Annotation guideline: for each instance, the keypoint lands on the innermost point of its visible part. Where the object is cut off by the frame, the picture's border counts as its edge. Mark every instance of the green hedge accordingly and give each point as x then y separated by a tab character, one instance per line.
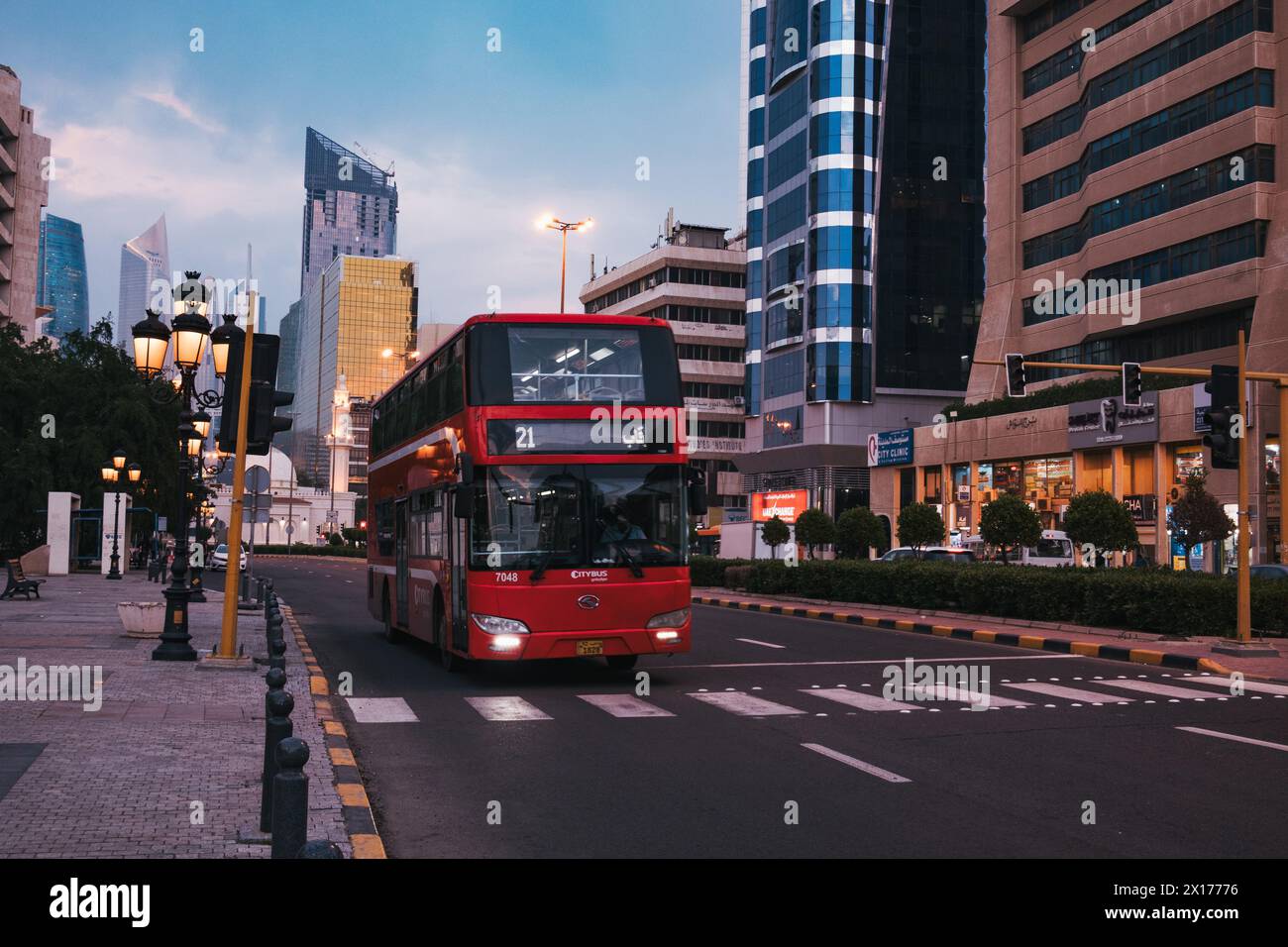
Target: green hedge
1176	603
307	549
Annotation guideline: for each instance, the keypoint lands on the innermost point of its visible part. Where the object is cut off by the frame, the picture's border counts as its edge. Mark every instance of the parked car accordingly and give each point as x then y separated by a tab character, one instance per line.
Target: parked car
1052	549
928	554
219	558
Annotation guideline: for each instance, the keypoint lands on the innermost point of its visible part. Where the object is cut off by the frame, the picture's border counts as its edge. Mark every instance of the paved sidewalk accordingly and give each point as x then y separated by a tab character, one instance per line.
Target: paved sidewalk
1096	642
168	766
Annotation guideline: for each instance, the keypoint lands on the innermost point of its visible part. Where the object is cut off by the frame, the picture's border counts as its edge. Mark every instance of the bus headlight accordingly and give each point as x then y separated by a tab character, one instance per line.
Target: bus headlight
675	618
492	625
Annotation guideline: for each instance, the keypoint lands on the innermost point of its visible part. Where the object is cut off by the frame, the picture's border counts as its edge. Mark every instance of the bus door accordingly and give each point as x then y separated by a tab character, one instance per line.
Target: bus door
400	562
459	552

.....

_Work order_. From the line with "Target: green hedge" to the final line of the listing, write out each line unchanged. Add nothing.

_The answer_.
Target: green hedge
1176	603
307	549
Annotation guideline: for each instance, the keypoint lands on the innermost point of its visible part. Where the object is cut off by the frame, the picture's border counts as its edge. Mark every instance of the parked car accordingly and give each point as x then y separated by a tab character, one instance per line.
Target: parked car
1052	549
928	554
219	558
Annotation guideline: for each instance, the keypoint lands on the innermost point of its visible part. Where the object is cut off by the frame, the picture's border counts as its edge. Mark every instance of the paved sidewalk accordingly and give each point as x then y separated by a tab character, one instance per line.
Target: paved sidewalk
1096	642
168	766
Annotation guideline: for each instance, the keypoint lands on the innermost point of its visible part. Where the object is cut off by the frame, the picture's border counts as its edge. Mark every instance of the bus headlight accordingly and give each point as x then y separated by a tab character, one instance per line.
Target: bus headlight
675	618
492	625
Annotation guideline: for each instance, the keypoint lands on the innermost point of its visible part. Where the object is cut off by the frame, the picture's border counts as its edge. Mark every instance of the bus door accordingly and give each point as x then y separated by a tab character, one instance per line.
Target: bus door
400	562
459	552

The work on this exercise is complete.